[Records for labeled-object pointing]
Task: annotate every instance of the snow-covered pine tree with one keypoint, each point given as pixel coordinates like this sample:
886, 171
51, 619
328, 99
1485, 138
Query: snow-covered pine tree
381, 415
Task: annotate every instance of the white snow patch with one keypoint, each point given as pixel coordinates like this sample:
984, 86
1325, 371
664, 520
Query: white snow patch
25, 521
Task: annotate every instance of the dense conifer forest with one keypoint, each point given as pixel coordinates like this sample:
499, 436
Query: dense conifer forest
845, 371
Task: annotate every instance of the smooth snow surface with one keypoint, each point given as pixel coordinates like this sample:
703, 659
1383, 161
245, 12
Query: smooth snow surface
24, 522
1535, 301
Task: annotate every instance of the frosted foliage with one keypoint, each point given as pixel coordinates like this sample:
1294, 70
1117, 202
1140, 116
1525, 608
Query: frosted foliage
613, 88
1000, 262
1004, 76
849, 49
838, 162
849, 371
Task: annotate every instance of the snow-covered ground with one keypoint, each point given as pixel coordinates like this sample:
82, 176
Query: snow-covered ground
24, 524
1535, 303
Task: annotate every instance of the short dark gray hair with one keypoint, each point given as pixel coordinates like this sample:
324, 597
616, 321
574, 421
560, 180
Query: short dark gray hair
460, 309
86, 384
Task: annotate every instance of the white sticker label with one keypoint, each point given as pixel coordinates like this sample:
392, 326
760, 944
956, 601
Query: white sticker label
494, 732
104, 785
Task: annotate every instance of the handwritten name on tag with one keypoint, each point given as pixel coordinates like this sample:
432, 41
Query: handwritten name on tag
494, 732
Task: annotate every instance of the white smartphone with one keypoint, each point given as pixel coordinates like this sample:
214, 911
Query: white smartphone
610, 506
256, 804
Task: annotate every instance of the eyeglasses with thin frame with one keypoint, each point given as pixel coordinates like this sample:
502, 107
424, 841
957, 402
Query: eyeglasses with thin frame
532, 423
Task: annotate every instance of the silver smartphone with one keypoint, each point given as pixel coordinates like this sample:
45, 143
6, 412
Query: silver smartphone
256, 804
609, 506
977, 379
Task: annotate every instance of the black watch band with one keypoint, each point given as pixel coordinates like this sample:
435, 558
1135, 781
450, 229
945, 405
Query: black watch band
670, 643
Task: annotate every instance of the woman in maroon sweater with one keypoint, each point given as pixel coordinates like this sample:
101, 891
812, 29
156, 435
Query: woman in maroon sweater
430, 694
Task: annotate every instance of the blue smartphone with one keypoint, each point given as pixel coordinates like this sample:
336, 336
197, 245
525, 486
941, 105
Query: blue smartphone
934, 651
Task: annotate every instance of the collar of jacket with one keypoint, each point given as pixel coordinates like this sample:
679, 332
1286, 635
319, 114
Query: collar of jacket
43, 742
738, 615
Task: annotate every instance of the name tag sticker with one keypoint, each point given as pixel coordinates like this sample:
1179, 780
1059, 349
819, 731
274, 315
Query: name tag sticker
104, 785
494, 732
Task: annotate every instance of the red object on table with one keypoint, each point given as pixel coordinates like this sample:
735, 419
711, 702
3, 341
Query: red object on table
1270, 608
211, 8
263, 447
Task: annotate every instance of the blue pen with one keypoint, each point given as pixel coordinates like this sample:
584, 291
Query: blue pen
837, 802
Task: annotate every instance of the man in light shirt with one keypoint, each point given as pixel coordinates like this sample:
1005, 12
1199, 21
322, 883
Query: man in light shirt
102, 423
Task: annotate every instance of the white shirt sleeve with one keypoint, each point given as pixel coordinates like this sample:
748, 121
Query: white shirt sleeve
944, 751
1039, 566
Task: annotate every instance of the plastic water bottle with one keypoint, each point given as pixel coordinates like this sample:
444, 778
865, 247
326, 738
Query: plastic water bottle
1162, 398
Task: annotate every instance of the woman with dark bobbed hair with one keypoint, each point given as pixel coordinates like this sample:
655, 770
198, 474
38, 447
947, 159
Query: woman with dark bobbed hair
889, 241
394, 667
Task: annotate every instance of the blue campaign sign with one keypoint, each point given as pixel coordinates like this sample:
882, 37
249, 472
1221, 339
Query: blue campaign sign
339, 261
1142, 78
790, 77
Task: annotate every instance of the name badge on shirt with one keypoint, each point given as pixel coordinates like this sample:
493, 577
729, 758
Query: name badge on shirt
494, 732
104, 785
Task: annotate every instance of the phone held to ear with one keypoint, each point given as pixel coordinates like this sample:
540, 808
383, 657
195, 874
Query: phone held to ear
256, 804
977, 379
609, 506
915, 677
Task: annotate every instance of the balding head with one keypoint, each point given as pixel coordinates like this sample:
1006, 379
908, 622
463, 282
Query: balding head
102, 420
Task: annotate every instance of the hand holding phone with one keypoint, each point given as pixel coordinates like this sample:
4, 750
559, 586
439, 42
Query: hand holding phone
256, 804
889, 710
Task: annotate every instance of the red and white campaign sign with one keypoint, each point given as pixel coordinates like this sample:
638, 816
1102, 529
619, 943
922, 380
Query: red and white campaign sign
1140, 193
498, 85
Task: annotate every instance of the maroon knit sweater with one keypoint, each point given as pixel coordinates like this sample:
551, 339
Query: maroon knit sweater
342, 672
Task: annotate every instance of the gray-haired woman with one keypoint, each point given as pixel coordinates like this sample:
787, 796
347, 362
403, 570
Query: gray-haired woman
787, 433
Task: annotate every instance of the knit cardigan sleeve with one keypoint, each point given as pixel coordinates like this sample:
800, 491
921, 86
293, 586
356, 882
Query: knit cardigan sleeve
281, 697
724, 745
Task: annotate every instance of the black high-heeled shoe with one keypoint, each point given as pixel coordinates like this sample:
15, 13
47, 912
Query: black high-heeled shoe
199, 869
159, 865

**PROBLEM**
Please write out all the records above again, replacing every "annotate" with "mark" and leaving everything else unchanged.

**RESPONSE TO THIS TASK**
Task: mark every instance of the snow-covered pine tree with one keypoint, each point given as pixel coordinates like this sample:
886, 171
51, 619
328, 99
1485, 138
Query: snow-covered pine tree
381, 415
Task: mark every instance of the white snow patch with one keypoint, each point given as pixel coordinates like this sample:
984, 86
1325, 371
664, 520
Query: white snow patch
25, 521
Task: mark every instance of the dense conifer forest with one keypoint, each point given as pixel coordinates like this sample:
499, 436
Query: dense conifer forest
845, 371
Task: mark every instance of the smooth snow surface with one keypoint, each point given as pixel coordinates like this sample:
703, 659
1383, 161
245, 12
Query: smooth snow surface
24, 522
1535, 301
Task: mark every instance of the frosted foliage with one keypoint, each point given as pixel coordinates like this sample:
1294, 70
1117, 202
1140, 116
1525, 608
Query: frosted foliage
613, 88
1000, 262
1004, 76
849, 49
838, 162
849, 371
Task: mark every instance of the snow-covered ground with one keypoint, each point given as pixel coordinates like this sample:
82, 176
Query: snow-covered ground
24, 524
1535, 303
Task: mark every instance of the short dark gray hair with one keypoint, each point given as pixel coordinates like this sample:
324, 597
616, 321
574, 421
560, 180
Query: short dark gray hair
460, 309
86, 384
Task: mark every instance of the white sticker label with one keypoint, each point given as pixel coordinates like this sample:
392, 326
760, 944
956, 601
Query: white sticker label
494, 732
104, 785
Task: mark every instance of the handwritten name on tag with one keypoint, each point given as pixel coordinates like this sample:
432, 41
Query: handwritten name on tag
494, 732
Task: mark every instance of the white smartphone with one keypoint, each point given as pixel coordinates like this sample:
214, 911
Query: white smartphone
610, 506
256, 804
Task: mark every instance of the eyeglasses with thin frame with one keypoint, each point given as pixel coordinates like this sample:
502, 107
424, 841
957, 402
Query: eyeglasses with thin frame
532, 423
Task: mark every instance of the silver smartphone with one keypoint, each point given as pixel coordinates like this sample:
45, 143
6, 412
Query: silver smartphone
256, 804
609, 506
977, 379
Task: mark every instance of the black watch band with one keypoint, each point given as pixel coordinates like this sample:
435, 558
1135, 781
450, 229
945, 405
Query: black watch band
670, 643
Task: mark every instance of the woman in maroon sweater with one keypoint, each point given as pixel coordinates like this sample:
101, 891
812, 29
156, 435
Query: woman in maroon sweater
430, 694
Task: mark every instance of the blue smartphone with one keypoint, each point given as pixel coordinates like this sample:
336, 336
197, 245
525, 486
941, 105
Query: blue smartphone
934, 651
Task: mark every instance of the collar of jacket with one keypoint, each point given as pixel coordinates like this sample:
679, 332
1286, 635
319, 114
Query: collar of jacket
43, 742
738, 615
Task: mark every instance of the name tag sticker with one keypoint, each point given as pixel coordinates like this sample:
1179, 780
1059, 349
819, 731
274, 315
Query: name tag sticker
104, 785
494, 732
Task: mark every instance of the red object on table with one keypoint, each point given as pixel coordinates like this sample:
735, 419
711, 702
3, 341
Query: red object on table
1270, 608
211, 8
263, 447
Task: mark every instance of the blue pen with one keypoint, each point given as pixel coordinates like this sample:
584, 291
Query: blue pen
837, 802
Task: mark every instance of the man in light shirt with one keypoint, each point given as pixel coordinates like this sample:
1005, 12
1199, 21
322, 883
Query: man in light shirt
102, 423
Task: mark every instance of the white shirt sleeve with one keypoint, each point given as pixel coordinates like this sample:
748, 121
Query: white shirt sleeve
944, 751
1039, 566
Task: mark every instance of the plastic water bottle with one keypoint, each point given as pixel coordinates like this sample:
444, 778
865, 247
326, 738
Query: plastic water bottle
1162, 398
Task: mark every instance of the woman with dark bobbed hair with one keypoint, each point given as pixel coordinates like this sample:
655, 770
198, 474
38, 447
947, 159
Query: woman with dark bobbed hair
889, 241
394, 667
Task: mark every instance of the blue campaign sign with one keypoint, each point given as pixel coordinates like this sample:
882, 37
249, 472
1221, 339
Query: blue campaign sign
339, 261
1142, 78
790, 77
Task: mark every instance of the name badge on shirt with one keypoint, each point given as pixel coordinates like this sample:
493, 577
729, 758
Query: name badge on shirt
494, 732
104, 785
Task: mark every instance of the phone held to ear with one keypoint, each point given as pixel coordinates like this sample:
540, 808
383, 657
195, 874
Query: phone held to ear
256, 804
977, 379
609, 506
915, 677
Task: mark every instance of the balding head with one keypoint, each point given as pixel coordinates like this sample:
1006, 379
908, 622
463, 282
Query: balding head
102, 420
Task: mark every instance of the hand holding phone with one keypoint, each point given as pixel coordinates like this sample:
4, 750
559, 586
439, 42
Query: hand holding phone
256, 804
889, 710
Task: mark every instance of the red and white campaign sign with one keypoint, each point given as pixel coordinates like this sample:
638, 816
1102, 529
619, 943
922, 380
Query: red and white campaign sign
1140, 193
498, 85
Task: mark every instance of the maroon knit sweater with one keypoint, each point given as pixel coordinates like this sample:
551, 339
Query: maroon knit sweater
342, 672
Task: mark every instance of the gray-haired woman with one keypoint, each point given as pixel coordinates like this sample:
787, 796
347, 362
403, 570
Query: gray-haired woman
787, 433
Task: mark every instance of the knit cardigan sleeve with one keypoint, each point given as pixel coordinates like this sample:
800, 491
921, 86
293, 586
356, 882
Query: knit cardigan sleeve
281, 697
724, 745
Task: mark every instance of the black high-heeled shoe with one keypoint, each point given as pixel coordinates like this sample:
15, 13
47, 912
Query: black high-heeled shoe
199, 869
159, 865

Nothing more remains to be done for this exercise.